
==The Emerald Czar==
The death of Rodríguez Gacha and that of other emerald traders meant he obtained even more power, and in 1990 he signed a peace agreement with his rivals in the business, particularly Luis Murcia, (aka el Pequinés) mediated by the Catholic church. He also spread his connection to politicians, and military, which joined to his entrepreneurial proficiency led him to become the new emerald czar, one that ruled with an iron fist. As such he enjoyed some peace, and although he was completely involved in the green wars and the thousands of deaths they produced, he was never accused for that reason. He also bought many lands in the Llanos Orientales region, to such an extent that at his peak he managed to own about 10,000 acres, and he created his own militia to protect them, the feared "Carranceros." This and his friendship with the region paramilitary leader Héctor Buitrago (aka Martín Llanos) only reinforced his links to illegal paramilitary groups, for which he never was judged. He was accused by paramilitary leader Don Mario of being the instigator of the war between the paramilitary organizations led by Miguel Arroyave and Buitrago respectively that led to thousands of deaths in the department of Casanare.

**Recorded information**
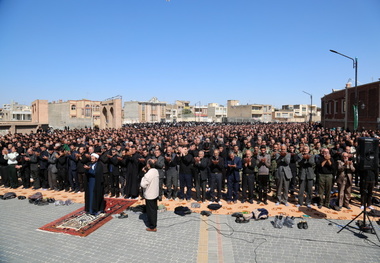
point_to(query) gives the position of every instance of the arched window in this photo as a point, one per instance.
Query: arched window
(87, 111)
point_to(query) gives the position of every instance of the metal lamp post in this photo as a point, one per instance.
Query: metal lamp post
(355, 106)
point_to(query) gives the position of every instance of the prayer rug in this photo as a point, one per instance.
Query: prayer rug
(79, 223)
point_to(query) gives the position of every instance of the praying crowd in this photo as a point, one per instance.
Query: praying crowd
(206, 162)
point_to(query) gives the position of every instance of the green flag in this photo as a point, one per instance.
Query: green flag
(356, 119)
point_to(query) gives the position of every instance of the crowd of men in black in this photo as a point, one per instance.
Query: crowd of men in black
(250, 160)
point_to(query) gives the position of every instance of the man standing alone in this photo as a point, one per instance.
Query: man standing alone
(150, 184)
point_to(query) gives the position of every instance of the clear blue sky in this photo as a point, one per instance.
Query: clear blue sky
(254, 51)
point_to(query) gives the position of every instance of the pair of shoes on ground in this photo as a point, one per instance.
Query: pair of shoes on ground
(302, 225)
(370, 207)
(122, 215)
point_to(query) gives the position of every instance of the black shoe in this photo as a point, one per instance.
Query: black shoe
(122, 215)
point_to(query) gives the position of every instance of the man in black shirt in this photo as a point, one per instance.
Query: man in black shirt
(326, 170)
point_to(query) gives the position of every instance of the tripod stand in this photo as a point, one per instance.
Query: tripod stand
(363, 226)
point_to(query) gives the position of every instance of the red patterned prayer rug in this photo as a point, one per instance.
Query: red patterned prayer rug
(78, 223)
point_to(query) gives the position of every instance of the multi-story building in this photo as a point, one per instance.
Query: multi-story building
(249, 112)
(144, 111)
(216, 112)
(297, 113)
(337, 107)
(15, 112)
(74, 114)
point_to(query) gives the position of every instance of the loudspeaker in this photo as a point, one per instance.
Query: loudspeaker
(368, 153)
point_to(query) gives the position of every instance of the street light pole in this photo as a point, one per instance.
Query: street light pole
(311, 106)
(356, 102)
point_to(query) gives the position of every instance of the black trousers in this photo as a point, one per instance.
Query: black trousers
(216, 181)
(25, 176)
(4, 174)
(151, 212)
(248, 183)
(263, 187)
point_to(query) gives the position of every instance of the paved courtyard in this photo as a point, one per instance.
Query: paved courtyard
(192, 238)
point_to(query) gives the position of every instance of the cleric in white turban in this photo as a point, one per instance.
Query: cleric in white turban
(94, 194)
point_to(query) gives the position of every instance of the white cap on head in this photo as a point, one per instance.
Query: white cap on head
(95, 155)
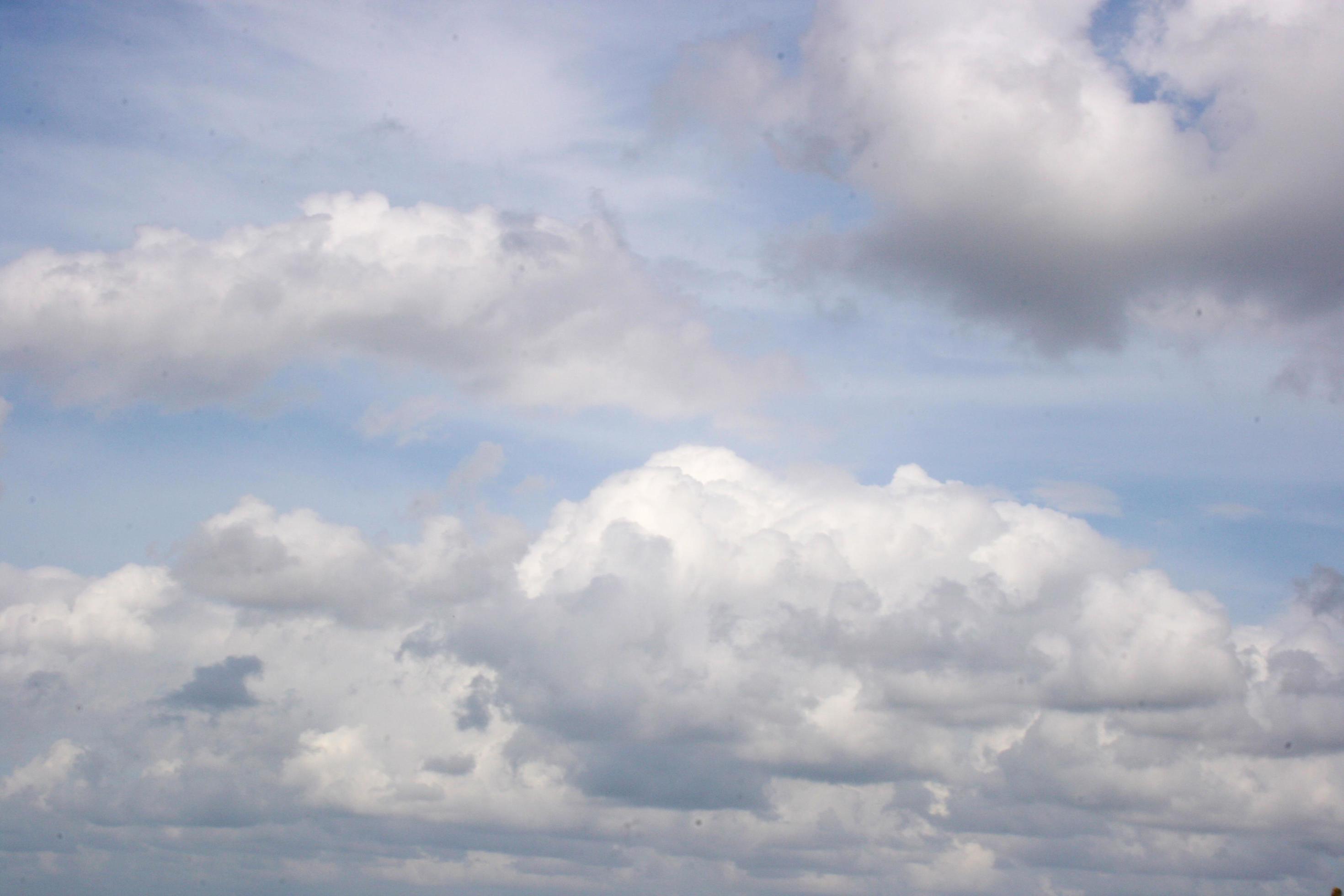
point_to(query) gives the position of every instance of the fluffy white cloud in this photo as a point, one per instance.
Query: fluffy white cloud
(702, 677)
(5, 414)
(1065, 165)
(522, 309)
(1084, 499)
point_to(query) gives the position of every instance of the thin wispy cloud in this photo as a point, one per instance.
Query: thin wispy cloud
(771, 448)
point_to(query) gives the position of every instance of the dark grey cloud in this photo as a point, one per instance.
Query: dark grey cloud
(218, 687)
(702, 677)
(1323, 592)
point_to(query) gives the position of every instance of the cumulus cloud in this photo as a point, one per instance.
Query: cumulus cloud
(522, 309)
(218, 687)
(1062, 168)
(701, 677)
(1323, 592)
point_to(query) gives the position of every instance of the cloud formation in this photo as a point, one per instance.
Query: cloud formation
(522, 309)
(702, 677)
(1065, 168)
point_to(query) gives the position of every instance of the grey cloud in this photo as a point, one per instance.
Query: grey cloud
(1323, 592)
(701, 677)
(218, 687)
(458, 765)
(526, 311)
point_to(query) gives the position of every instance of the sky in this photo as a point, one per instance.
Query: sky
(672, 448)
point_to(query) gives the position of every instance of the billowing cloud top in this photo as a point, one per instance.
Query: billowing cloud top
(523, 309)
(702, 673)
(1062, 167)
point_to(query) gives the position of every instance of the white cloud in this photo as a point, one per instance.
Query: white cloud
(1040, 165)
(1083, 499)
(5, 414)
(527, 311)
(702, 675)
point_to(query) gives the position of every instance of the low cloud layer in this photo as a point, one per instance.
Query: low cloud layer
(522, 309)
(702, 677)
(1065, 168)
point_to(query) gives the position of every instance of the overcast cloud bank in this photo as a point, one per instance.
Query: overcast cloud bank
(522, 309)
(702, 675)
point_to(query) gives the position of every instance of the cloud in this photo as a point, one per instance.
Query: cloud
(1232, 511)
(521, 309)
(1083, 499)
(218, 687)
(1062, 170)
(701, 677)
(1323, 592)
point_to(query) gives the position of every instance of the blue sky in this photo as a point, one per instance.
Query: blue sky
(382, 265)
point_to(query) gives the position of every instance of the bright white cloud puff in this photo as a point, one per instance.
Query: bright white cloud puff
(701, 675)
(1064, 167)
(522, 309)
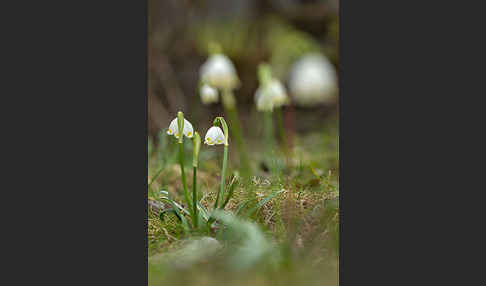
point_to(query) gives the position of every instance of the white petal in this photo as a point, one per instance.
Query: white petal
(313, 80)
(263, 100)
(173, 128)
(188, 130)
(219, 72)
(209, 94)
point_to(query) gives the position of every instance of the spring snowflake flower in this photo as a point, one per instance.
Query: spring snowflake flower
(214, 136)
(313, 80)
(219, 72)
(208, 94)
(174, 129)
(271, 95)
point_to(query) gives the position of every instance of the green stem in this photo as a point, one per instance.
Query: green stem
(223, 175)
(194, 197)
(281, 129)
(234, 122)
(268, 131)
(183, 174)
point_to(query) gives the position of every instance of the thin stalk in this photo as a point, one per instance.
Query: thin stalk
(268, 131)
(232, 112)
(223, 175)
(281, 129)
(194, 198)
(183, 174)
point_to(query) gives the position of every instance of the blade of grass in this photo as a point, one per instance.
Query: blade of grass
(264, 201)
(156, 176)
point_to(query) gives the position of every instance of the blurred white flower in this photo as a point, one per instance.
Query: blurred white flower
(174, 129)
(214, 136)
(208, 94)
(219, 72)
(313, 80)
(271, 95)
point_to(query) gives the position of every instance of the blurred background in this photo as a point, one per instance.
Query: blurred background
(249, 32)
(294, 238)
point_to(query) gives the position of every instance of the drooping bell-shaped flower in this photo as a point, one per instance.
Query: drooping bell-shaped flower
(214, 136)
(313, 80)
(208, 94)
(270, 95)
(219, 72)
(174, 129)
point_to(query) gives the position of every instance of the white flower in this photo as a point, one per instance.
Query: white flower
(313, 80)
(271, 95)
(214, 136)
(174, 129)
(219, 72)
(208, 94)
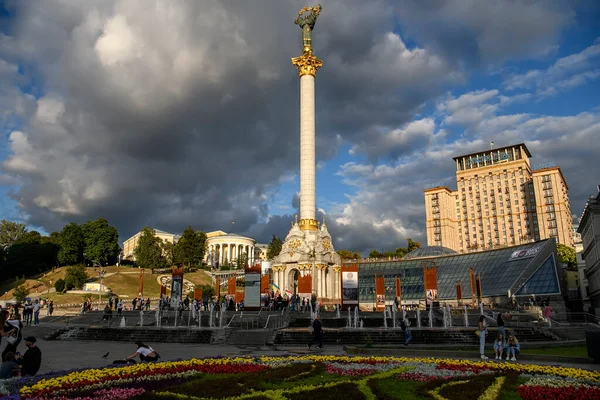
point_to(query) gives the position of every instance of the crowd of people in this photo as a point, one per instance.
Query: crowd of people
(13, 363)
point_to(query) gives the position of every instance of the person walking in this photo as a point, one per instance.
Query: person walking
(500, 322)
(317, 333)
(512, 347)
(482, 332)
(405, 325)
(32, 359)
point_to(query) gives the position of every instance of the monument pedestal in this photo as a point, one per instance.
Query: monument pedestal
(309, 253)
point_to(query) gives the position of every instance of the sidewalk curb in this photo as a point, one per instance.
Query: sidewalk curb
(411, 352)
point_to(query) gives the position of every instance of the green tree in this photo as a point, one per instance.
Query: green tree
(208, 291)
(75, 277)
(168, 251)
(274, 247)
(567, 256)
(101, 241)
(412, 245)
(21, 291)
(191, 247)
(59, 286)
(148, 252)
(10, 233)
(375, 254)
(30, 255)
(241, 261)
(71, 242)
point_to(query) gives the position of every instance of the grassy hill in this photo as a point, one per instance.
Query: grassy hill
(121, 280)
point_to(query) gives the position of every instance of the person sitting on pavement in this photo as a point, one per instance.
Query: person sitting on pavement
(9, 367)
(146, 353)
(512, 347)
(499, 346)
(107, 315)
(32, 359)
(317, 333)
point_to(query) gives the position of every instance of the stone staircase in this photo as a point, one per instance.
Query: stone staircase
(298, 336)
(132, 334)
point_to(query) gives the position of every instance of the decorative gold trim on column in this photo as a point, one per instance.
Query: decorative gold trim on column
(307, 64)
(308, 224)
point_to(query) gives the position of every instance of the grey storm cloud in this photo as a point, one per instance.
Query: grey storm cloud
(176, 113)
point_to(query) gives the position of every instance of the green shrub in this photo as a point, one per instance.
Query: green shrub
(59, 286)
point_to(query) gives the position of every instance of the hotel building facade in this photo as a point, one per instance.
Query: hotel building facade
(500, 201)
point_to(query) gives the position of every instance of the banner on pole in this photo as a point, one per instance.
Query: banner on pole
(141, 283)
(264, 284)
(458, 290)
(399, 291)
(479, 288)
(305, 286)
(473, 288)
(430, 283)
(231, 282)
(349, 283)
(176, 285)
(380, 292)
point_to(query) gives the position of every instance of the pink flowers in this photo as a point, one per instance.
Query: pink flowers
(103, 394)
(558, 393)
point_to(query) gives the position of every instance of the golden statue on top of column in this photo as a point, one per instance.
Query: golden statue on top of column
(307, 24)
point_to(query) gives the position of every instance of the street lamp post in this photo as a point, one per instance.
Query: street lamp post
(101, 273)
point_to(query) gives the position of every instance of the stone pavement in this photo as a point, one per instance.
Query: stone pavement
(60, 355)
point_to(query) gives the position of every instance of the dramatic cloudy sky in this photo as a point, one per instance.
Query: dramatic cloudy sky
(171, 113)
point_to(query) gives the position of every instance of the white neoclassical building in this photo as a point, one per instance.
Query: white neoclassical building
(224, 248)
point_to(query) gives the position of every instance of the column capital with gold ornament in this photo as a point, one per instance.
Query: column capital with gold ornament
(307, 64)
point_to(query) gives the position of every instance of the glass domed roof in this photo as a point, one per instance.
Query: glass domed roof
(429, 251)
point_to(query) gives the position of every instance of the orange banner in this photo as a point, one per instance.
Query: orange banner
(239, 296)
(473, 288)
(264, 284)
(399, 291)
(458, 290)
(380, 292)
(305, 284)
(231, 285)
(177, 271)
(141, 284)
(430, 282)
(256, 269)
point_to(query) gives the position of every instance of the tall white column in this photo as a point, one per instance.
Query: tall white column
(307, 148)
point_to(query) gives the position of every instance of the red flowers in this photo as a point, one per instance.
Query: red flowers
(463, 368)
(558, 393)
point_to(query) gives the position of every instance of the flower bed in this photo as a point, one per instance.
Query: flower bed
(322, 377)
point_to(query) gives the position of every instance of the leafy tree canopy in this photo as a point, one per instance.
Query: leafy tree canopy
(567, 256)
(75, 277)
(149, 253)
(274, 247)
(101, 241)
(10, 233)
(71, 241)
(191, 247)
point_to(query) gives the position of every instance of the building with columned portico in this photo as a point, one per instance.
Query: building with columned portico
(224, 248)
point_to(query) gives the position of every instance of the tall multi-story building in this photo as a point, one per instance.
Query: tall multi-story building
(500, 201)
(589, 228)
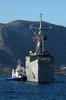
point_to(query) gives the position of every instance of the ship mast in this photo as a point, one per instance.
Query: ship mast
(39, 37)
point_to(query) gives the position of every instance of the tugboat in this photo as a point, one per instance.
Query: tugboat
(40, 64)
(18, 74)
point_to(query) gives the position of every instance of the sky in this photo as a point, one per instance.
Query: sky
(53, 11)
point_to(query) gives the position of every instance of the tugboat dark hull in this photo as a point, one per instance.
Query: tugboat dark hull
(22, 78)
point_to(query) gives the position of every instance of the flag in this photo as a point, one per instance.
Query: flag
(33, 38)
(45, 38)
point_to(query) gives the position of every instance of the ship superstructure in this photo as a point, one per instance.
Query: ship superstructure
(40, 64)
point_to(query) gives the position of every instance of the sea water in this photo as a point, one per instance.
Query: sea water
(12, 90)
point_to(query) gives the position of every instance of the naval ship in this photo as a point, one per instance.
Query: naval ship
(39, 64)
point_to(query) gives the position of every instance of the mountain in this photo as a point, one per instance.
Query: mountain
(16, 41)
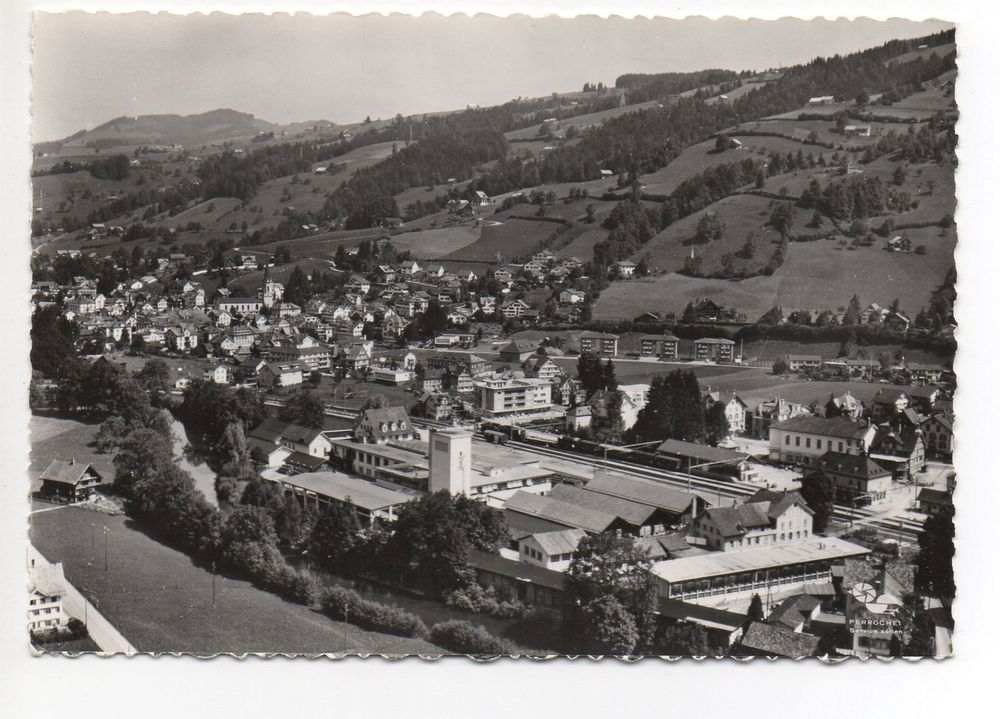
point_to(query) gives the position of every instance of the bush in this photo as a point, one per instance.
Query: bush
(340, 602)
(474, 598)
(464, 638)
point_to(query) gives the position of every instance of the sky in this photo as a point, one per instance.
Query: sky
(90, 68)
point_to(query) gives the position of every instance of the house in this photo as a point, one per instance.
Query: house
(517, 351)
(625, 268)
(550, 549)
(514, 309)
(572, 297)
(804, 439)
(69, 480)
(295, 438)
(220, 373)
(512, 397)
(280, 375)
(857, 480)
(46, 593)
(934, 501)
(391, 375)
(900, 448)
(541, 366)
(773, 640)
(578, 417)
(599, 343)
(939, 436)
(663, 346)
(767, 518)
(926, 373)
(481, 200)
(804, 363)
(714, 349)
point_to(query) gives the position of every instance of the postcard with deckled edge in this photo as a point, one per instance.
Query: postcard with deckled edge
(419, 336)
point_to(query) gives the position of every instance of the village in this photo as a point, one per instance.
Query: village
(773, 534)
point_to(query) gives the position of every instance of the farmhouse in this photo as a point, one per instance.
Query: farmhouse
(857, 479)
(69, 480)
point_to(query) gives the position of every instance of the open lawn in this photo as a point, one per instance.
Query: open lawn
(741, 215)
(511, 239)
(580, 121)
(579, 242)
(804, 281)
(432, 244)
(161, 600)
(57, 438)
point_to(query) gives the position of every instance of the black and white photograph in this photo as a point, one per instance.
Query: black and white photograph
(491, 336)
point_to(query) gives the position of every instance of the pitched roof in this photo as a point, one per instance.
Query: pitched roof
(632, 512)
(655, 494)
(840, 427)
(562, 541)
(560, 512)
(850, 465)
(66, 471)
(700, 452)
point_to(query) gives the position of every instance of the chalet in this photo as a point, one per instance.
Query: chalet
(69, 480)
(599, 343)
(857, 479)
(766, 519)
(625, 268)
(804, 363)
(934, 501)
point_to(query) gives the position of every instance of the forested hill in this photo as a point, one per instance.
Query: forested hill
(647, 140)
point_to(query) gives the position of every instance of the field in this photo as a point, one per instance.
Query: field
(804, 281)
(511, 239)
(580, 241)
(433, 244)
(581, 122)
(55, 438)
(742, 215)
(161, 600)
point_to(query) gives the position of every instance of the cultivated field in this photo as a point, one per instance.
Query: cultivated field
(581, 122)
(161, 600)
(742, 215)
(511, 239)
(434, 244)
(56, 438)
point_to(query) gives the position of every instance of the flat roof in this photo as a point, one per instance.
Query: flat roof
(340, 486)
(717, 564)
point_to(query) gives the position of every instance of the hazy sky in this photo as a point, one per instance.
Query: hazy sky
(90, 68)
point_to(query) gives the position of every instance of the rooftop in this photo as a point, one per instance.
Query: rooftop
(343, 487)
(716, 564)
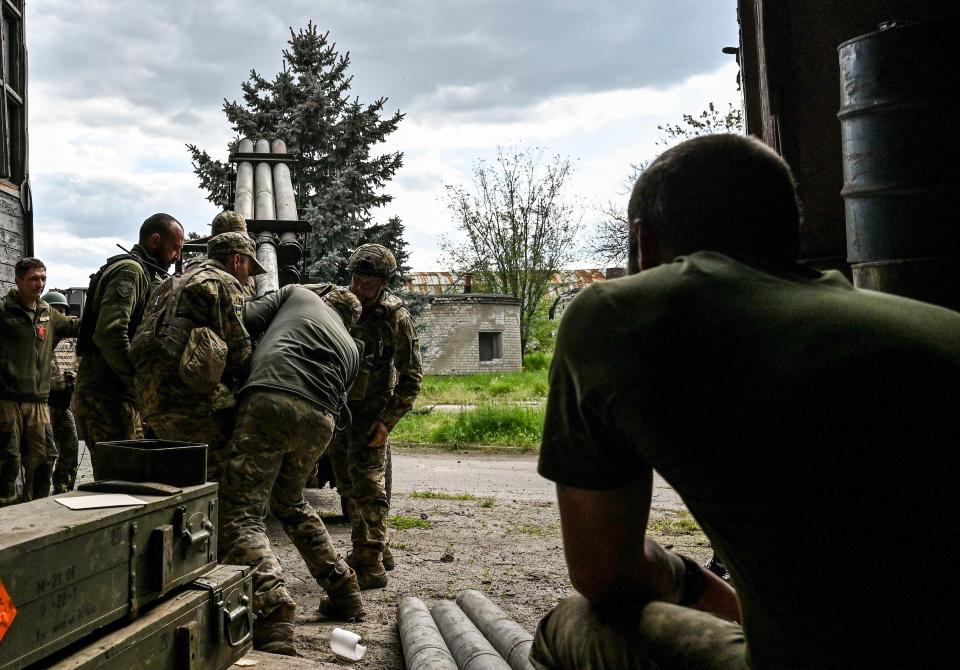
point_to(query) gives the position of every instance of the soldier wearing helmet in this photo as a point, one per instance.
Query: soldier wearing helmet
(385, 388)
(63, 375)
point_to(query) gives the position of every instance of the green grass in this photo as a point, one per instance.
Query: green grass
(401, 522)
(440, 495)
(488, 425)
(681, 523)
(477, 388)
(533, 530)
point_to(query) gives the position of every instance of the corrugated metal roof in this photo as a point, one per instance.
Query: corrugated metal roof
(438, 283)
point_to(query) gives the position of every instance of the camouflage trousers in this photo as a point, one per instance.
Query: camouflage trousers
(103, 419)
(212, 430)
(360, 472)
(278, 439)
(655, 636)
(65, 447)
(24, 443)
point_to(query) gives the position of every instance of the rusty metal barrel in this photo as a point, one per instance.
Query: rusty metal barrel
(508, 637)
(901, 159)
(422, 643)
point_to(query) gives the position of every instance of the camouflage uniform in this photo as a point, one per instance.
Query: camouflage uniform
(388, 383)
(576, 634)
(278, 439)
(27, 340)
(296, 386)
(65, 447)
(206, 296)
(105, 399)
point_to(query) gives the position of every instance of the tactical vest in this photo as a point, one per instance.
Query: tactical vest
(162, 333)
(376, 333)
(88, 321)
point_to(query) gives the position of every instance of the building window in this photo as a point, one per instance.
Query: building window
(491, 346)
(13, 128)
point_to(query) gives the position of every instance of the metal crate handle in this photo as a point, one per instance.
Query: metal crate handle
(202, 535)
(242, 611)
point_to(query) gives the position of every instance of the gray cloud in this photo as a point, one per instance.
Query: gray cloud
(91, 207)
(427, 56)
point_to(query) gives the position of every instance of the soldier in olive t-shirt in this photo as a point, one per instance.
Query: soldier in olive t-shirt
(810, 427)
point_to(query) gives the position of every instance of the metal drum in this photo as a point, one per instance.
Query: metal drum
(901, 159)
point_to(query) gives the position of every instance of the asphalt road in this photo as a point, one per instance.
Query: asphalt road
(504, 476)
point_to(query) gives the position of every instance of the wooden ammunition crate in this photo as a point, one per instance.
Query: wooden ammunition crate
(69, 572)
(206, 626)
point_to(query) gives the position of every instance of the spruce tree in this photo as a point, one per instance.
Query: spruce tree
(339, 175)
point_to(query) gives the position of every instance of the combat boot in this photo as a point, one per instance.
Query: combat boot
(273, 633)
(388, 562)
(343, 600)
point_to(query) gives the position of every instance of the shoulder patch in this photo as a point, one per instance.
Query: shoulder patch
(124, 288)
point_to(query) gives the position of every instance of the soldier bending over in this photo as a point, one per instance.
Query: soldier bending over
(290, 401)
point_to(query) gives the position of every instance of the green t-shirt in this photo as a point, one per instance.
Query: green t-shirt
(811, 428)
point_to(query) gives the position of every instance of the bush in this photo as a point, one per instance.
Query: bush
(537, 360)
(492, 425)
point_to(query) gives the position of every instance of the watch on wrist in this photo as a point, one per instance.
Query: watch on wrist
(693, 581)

**Assigned task 1**
Decide whether each statement agrees with the Emerald Czar passage, answering yes or no and quoting the deciding words: (a) The 1990 peace agreement with his rivals was mediated by the Catholic church. (b) He was accused over the deaths produced by the green wars. (c) At his peak he owned about 10,000 acres in the Llanos Orientales region.
**Assigned task 2**
According to the Emerald Czar passage, what led him to become the new emerald czar?
**Assigned task 3**
Extend the Emerald Czar passage from where it stops.
The entries are separate material from the Emerald Czar passage.

**Reply 1**
(a) Yes: "mediated by the Catholic church."
(b) No: "he was never accused for that reason."
(c) Yes: "at his peak he managed to own about 10,000 acres."

**Reply 2**
He spread his connections to politicians and the military, and these connections, joined to his entrepreneurial proficiency, led him to become the new emerald czar.

**Reply 3**
==Arrests==
He was accused, however, of participating in a massacre of 40 farmers in the Meta department and arrested, but he was absolved two months later. Some years later he would be part of a new conflict, this time involving Leonidas Vargas, an old worker of Rodríguez Gacha who accused him of the disappearance of his daughter. His support of the Convivir watch groups which were at the root of many paramilitary organizations led him to jail once again in 1998, and a controversy was created when Juan Manuel Santos (ex president of Colombia) called the Attorney General to ask about his friend Carranza, and also when he was visited in jail by the then president of the powerful cattlemen association Fedegán. Despite the finding of corpses and a paramilitary training camp in some of his farms, he only spent three years and a half jailed in a DAS installation, during which time an attempt at his life was made by poisoning his food. He was finally absolved, once again, when the judge to determine his guilt was suddenly changed, and the new judge found no reason to condemn him.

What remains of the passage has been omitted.